(Document extract Opens)
Continued Boteach: "[I]s the Kabbalah Center really so desperate that it is prepared to promote itself through a vulgarian whose main contribution to the culture is porn rock?"

The empress has no clothes, but then again, this one rarely does (which is his point anyway).

Well, not exactly. But scientists are working with the famous death mask declared to be Agamemnon's by Heinrich Schliemann to reconstruct the face behind it. They're also poking around with the DNA to gain insight into the time when Greek history began:
"These burials are unique in the Bronze Age," says Keri Brown of the University of Manchester Institute of Science and Technology. "These people seem to have cornered the market in gold, so how did they do this, who were they and how did they have this power?"

Working with the forensic science service, Brown and her team are turning to DNA fingerprints to solve the conundrum. Using genetic material painstakingly scraped from 3,500-year-old bones and teeth recovered from the graves, the scientists hope to establish whether the dozens of privileged individuals buried at Mycenae are part of the same family, or an unrelated collection of mercenary fighters. The answer will shine light on the social structure of one of the most influential periods in human history.

"If you like, this is where Greek history starts," says John Prag, an expert in Greek archaeology at the Manchester museum.

His group has already used facial reconstruction techniques to put flesh on the ancient bones and look for family resemblances, with some success. "We got a couple of pairs that were very clearly related but there comes a point where everybody's got two eyes, two ears, a nose and a mouth and we all look alike," Prag says.
(Document extract Closes)
(Supplied information Opens)
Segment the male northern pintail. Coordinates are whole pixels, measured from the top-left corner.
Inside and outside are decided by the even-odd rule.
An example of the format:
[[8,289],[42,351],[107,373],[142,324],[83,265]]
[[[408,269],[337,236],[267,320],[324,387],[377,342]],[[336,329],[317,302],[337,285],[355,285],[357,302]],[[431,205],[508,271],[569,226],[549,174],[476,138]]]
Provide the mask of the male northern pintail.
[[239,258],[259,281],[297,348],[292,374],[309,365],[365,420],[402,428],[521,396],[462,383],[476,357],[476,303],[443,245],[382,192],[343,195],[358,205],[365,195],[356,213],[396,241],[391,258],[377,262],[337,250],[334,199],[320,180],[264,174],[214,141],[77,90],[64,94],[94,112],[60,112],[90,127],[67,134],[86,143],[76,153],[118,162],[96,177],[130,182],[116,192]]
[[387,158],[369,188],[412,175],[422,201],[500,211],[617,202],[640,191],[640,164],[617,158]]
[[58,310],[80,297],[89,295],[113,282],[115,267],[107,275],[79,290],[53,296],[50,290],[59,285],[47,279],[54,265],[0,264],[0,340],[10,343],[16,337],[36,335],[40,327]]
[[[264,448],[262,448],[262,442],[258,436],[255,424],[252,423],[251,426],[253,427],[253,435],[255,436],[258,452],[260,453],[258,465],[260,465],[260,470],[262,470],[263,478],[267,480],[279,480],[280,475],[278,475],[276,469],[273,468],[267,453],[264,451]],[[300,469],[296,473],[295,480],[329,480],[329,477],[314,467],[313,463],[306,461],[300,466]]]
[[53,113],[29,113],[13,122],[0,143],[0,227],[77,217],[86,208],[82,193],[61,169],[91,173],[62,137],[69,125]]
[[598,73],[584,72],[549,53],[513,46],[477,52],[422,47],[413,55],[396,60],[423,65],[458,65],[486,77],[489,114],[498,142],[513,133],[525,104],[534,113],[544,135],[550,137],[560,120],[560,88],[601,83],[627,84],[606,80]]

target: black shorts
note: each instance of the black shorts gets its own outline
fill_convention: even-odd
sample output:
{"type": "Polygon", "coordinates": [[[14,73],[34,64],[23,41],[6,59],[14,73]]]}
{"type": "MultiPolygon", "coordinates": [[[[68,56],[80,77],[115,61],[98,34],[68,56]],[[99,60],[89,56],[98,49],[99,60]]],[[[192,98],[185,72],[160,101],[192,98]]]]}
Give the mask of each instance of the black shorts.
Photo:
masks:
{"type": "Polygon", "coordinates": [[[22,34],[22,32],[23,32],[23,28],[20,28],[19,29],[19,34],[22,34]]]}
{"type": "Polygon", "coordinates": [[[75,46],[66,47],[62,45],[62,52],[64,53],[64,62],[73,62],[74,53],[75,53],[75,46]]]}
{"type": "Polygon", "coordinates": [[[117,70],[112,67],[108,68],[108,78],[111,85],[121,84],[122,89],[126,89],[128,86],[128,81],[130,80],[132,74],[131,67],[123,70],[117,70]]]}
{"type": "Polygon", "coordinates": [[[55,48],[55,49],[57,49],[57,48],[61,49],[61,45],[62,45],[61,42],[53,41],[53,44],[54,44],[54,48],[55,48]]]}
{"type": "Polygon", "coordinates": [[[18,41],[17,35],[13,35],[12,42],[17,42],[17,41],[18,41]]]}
(Supplied information Closes)
## Required action 1
In the passage on the Mycenae burials, what do the scientists hope to learn from the DNA taken from the bones and teeth?
## Required action 2
Rewrite the paragraph beginning "Working with the forensic science service" from the passage on the Mycenae burials as a short bulleted list that keeps its main facts.
## Required action 3
Continue the passage on the Mycenae burials from the point where it stops.

## Output 1
They hope to learn whether the dozens of privileged individuals buried at Mycenae belong to the same family or are an unrelated collection of mercenary fighters.

## Output 2
- Brown and her team are working with the forensic science service, using DNA fingerprints.
- Their genetic material is scraped from 3,500-year-old bones and teeth recovered from the graves.
- They aim to find out whether the dozens of privileged people buried at Mycenae were one family or unrelated mercenary fighters.
- The answer will shed light on the social structure of a highly influential period in history.

## Output 3
It would be interesting if something similar might be done in the Bible lands in the future.

[Link via LRC]

Be glad you're not buying gas in England:
In Britain, the Automobile Association said the average cost of unleaded gasoline was about $5.79 a gallon Wednesday, an increase of 14 cents from Tuesday.

But some filling stations were charging more than $6.31 per gallon for unleaded fuel. Total Gas in west London was selling super unleaded for $7.93.

On the other hand, when the average car is about the size of a Matchbox they don't use as much!

Former Church of England head honcho George Carey sees no problem with England's Prince Charles and his longtime mistress, divorcee Camilla Parker Bowles, marrying sometime in the future:
"He is heir to the throne and he loves her," Carey, who led the world's Anglicans between 1992 and 2001, told The Times newspaper. "The natural thing is that they should get married."...

Carey said Christian faith "is all about forgiveness. We all make mistakes." "Failure is part of the human condition and there is no doubt that there has been a strong loving relationship, probably since they were very young, that has endured over the years," he added.

Of course, if they've had such a loving relationship "since they were very young" one might ask why they both married other people while apparently continuing their own relationship all the while. Well, we all make mistakes, and it's all about forgiveness anyway. Nothing to see here. Move along...

Tuesday, June 01, 2004


Readers of theosebes no doubt will have noticed my interest in things archaeological, especially when they concern the Bible. Prof. Keith N. Schoville compiled his own Top 10 list of Biblical archaeological discoveries in the 20th Century. Ferrell Jenkins has supplied pictures to go along.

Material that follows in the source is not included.